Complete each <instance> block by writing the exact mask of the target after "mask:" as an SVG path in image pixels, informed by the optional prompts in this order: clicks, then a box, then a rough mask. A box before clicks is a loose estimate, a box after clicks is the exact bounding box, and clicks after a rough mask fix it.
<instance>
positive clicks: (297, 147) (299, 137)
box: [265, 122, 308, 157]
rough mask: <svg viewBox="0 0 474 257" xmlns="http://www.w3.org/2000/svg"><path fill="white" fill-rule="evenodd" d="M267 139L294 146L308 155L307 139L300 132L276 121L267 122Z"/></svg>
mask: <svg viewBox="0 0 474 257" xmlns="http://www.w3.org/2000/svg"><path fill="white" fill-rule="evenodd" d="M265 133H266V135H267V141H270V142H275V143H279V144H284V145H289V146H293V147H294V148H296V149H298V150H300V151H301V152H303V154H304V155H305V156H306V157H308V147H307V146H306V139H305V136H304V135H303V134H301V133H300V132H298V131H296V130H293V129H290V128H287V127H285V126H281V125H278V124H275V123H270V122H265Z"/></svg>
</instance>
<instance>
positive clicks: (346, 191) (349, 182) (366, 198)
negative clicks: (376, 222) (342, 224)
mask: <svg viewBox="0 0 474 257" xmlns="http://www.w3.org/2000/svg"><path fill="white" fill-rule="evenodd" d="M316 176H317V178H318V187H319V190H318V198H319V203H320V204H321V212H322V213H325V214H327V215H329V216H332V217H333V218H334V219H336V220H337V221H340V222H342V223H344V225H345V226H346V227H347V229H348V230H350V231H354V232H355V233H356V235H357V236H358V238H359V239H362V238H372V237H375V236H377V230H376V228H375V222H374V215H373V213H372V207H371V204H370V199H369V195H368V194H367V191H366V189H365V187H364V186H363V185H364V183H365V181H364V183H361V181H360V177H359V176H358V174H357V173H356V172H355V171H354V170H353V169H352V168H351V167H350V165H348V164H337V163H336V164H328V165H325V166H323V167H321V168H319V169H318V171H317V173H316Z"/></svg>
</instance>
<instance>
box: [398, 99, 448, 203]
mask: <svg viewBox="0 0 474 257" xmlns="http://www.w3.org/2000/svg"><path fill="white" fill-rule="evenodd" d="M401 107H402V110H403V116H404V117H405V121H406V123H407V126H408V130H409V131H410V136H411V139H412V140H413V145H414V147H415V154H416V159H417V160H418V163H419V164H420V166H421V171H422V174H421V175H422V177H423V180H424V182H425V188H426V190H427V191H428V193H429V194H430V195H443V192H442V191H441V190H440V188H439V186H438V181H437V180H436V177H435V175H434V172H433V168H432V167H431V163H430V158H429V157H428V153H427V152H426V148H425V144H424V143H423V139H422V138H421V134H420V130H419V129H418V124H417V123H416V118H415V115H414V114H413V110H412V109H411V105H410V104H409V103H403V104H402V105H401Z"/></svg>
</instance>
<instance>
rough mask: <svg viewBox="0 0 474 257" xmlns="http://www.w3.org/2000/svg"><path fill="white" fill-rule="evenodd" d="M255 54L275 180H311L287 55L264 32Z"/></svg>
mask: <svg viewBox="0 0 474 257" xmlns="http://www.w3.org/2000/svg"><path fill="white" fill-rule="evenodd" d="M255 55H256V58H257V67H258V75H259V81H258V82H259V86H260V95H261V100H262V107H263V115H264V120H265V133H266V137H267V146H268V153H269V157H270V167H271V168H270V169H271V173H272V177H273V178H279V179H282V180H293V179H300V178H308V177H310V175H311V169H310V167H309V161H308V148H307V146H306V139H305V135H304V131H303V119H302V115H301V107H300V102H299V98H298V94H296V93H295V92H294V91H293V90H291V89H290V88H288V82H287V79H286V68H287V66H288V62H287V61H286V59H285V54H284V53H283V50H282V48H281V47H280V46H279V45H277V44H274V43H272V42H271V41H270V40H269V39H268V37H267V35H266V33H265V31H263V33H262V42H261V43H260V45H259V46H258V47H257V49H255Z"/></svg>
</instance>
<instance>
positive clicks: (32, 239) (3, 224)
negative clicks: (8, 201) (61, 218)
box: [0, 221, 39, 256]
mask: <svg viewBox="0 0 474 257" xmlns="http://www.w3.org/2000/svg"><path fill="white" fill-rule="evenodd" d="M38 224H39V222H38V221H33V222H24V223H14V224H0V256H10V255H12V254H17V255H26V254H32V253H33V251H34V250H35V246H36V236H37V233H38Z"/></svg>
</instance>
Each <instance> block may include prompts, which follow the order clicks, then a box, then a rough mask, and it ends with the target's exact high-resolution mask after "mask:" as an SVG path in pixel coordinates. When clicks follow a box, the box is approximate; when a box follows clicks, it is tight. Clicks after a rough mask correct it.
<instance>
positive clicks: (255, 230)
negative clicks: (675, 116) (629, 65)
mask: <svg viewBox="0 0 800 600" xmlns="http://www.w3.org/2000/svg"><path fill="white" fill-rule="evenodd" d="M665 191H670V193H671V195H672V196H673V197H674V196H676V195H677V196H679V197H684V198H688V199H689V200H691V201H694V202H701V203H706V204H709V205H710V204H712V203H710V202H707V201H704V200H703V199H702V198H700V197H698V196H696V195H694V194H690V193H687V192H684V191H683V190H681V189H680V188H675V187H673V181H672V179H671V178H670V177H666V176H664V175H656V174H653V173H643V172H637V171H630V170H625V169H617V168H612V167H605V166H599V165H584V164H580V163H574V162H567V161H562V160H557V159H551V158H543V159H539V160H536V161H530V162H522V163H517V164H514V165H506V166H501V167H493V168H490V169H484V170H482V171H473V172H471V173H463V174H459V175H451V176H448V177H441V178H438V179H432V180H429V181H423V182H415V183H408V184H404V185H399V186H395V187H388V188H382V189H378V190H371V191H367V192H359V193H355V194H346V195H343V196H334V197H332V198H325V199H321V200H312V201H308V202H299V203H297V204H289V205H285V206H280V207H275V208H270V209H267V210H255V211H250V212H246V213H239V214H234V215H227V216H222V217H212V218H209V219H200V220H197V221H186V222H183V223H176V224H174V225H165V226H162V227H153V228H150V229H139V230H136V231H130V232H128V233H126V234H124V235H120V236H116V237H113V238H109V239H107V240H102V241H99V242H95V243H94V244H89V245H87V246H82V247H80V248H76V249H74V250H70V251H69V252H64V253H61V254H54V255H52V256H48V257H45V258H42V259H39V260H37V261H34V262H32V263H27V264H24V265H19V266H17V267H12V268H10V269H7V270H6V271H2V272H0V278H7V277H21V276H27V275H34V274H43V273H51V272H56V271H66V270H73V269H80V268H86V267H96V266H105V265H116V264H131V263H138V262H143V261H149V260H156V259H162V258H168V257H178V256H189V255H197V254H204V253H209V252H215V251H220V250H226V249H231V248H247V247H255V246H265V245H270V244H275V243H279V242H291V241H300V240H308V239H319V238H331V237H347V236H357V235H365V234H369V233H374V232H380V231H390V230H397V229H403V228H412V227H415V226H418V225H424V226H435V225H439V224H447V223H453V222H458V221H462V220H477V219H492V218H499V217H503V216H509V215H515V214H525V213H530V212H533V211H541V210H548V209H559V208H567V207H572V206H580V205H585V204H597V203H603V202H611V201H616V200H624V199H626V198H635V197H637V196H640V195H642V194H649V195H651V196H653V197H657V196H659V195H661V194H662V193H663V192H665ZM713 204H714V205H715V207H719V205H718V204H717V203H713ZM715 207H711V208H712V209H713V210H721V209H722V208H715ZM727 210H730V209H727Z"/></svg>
=-=-=-=-=
Activity: All of the material is to be duplicated exactly.

Response to the task:
Complete each <instance> block by writing the exact mask of the target after "mask:" as an SVG path in image pixels, informed by the optional prompts in this order: clicks, then a box, then a rough mask. A box before clicks is a loose estimate, a box after clicks is the exact bounding box, and clicks after a rough mask fix it.
<instance>
positive clicks: (297, 147) (299, 137)
box: [265, 122, 308, 157]
rough mask: <svg viewBox="0 0 474 257" xmlns="http://www.w3.org/2000/svg"><path fill="white" fill-rule="evenodd" d="M267 139L294 146L308 155L307 139L300 132L276 121L267 122Z"/></svg>
mask: <svg viewBox="0 0 474 257" xmlns="http://www.w3.org/2000/svg"><path fill="white" fill-rule="evenodd" d="M265 133H266V135H267V141H270V142H275V143H279V144H284V145H289V146H293V147H294V148H296V149H298V150H300V151H301V152H303V154H304V155H305V156H306V157H308V147H307V146H306V139H305V136H304V135H303V134H301V133H300V132H298V131H296V130H293V129H290V128H287V127H285V126H281V125H278V124H275V123H270V122H265Z"/></svg>
</instance>
<instance>
positive clicks: (346, 191) (349, 182) (366, 198)
negative clicks: (376, 222) (342, 224)
mask: <svg viewBox="0 0 474 257" xmlns="http://www.w3.org/2000/svg"><path fill="white" fill-rule="evenodd" d="M316 176H317V178H318V187H319V190H318V198H319V203H320V204H321V212H322V213H325V214H327V215H329V216H332V217H333V218H334V219H336V220H337V221H340V222H342V223H344V225H345V226H346V227H347V229H348V230H350V231H354V232H355V233H356V235H357V236H358V238H359V239H362V238H372V237H375V236H377V230H376V228H375V222H374V215H373V213H372V207H371V204H370V199H369V195H368V194H367V191H366V189H365V187H364V186H363V185H364V183H365V181H364V183H361V181H360V177H359V176H358V174H357V173H356V172H355V171H354V170H353V169H352V168H351V167H350V165H348V164H337V163H336V164H328V165H325V166H323V167H321V168H319V169H318V171H317V173H316Z"/></svg>
</instance>
<instance>
box: [398, 99, 448, 203]
mask: <svg viewBox="0 0 474 257" xmlns="http://www.w3.org/2000/svg"><path fill="white" fill-rule="evenodd" d="M401 107H402V110H403V116H404V117H405V121H406V123H407V126H408V130H409V131H410V136H411V139H412V140H413V145H414V147H415V154H416V159H417V160H418V163H419V164H420V166H421V171H422V174H421V175H422V177H423V180H424V182H425V188H426V190H427V191H428V193H429V194H430V195H443V192H442V191H441V190H440V188H439V186H438V181H437V180H436V177H435V175H434V172H433V168H432V167H431V163H430V158H429V157H428V153H427V152H426V148H425V144H424V143H423V139H422V138H421V134H420V130H419V129H418V124H417V123H416V118H415V115H414V114H413V110H412V109H411V105H410V104H409V103H403V104H402V105H401Z"/></svg>
</instance>
<instance>
rough mask: <svg viewBox="0 0 474 257" xmlns="http://www.w3.org/2000/svg"><path fill="white" fill-rule="evenodd" d="M255 54L275 180H311L287 55L264 32Z"/></svg>
mask: <svg viewBox="0 0 474 257" xmlns="http://www.w3.org/2000/svg"><path fill="white" fill-rule="evenodd" d="M255 55H256V58H257V67H258V75H259V81H258V82H259V86H260V95H261V100H262V107H263V115H264V120H265V133H266V137H267V146H268V153H269V157H270V167H271V168H270V169H271V173H272V177H273V178H279V179H282V180H293V179H300V178H308V177H310V175H311V169H310V167H309V161H308V148H307V146H306V139H305V135H304V131H303V119H302V115H301V107H300V102H299V98H298V94H296V93H295V92H294V91H293V90H291V89H290V88H288V82H287V79H286V68H287V66H288V62H287V61H286V59H285V54H284V53H283V50H282V48H281V47H280V46H279V45H277V44H274V43H272V42H271V41H270V40H269V39H268V37H267V35H266V33H265V31H263V33H262V42H261V43H260V45H259V46H258V47H257V49H255Z"/></svg>
</instance>
<instance>
positive clicks: (32, 239) (3, 224)
negative clicks: (8, 201) (61, 218)
box: [0, 221, 39, 256]
mask: <svg viewBox="0 0 474 257" xmlns="http://www.w3.org/2000/svg"><path fill="white" fill-rule="evenodd" d="M38 224H39V222H38V221H33V222H24V223H14V224H0V256H10V255H12V254H17V255H26V254H32V253H33V251H34V250H35V246H36V236H37V233H38Z"/></svg>
</instance>
Each <instance> block may include prompts, which follow the order clicks, then a box, then a rough mask, and it ends with the target's exact high-resolution mask after "mask:" as an SVG path in pixel coordinates. When clicks follow a box, the box is approximate; when a box follows clicks, it is tight. Clicks after a rough mask correct it.
<instance>
positive clicks: (255, 230)
negative clicks: (675, 116) (629, 65)
mask: <svg viewBox="0 0 800 600" xmlns="http://www.w3.org/2000/svg"><path fill="white" fill-rule="evenodd" d="M665 191H670V193H671V195H672V196H673V197H674V196H676V195H677V196H679V197H684V198H688V199H689V200H691V201H694V202H701V203H706V204H709V205H710V204H712V203H710V202H707V201H704V200H703V199H702V198H700V197H698V196H696V195H694V194H690V193H687V192H684V191H683V190H681V189H680V188H675V187H673V181H672V179H671V178H670V177H666V176H664V175H656V174H653V173H643V172H637V171H630V170H625V169H617V168H612V167H605V166H599V165H584V164H580V163H574V162H567V161H562V160H557V159H551V158H543V159H539V160H536V161H530V162H522V163H517V164H514V165H506V166H501V167H493V168H490V169H484V170H482V171H473V172H471V173H463V174H459V175H451V176H448V177H441V178H438V179H432V180H429V181H423V182H415V183H408V184H404V185H399V186H395V187H388V188H382V189H378V190H371V191H367V192H359V193H355V194H346V195H343V196H334V197H332V198H325V199H321V200H312V201H308V202H299V203H297V204H289V205H285V206H280V207H275V208H270V209H267V210H255V211H250V212H246V213H239V214H234V215H227V216H222V217H212V218H209V219H200V220H197V221H186V222H183V223H176V224H174V225H165V226H162V227H153V228H150V229H139V230H136V231H130V232H128V233H126V234H124V235H120V236H116V237H113V238H109V239H107V240H102V241H99V242H95V243H94V244H89V245H87V246H82V247H80V248H76V249H74V250H70V251H69V252H64V253H61V254H54V255H52V256H48V257H45V258H42V259H39V260H37V261H34V262H32V263H27V264H24V265H19V266H17V267H12V268H10V269H7V270H6V271H2V272H0V278H7V277H21V276H27V275H34V274H43V273H51V272H56V271H66V270H73V269H80V268H86V267H96V266H105V265H116V264H131V263H138V262H143V261H149V260H156V259H162V258H168V257H178V256H189V255H197V254H204V253H209V252H215V251H220V250H226V249H231V248H247V247H255V246H265V245H270V244H275V243H279V242H291V241H300V240H308V239H319V238H331V237H347V236H357V235H365V234H369V233H374V232H380V231H390V230H397V229H403V228H412V227H415V226H418V225H424V226H435V225H439V224H447V223H453V222H458V221H462V220H477V219H492V218H499V217H503V216H509V215H515V214H525V213H530V212H533V211H541V210H548V209H559V208H567V207H572V206H580V205H585V204H597V203H603V202H611V201H616V200H624V199H626V198H635V197H637V196H640V195H642V194H649V195H651V196H653V197H657V196H659V195H661V194H662V193H663V192H665ZM713 204H714V205H715V207H719V205H718V204H717V203H713ZM715 207H711V208H712V209H713V210H721V209H722V208H715ZM727 210H730V209H727Z"/></svg>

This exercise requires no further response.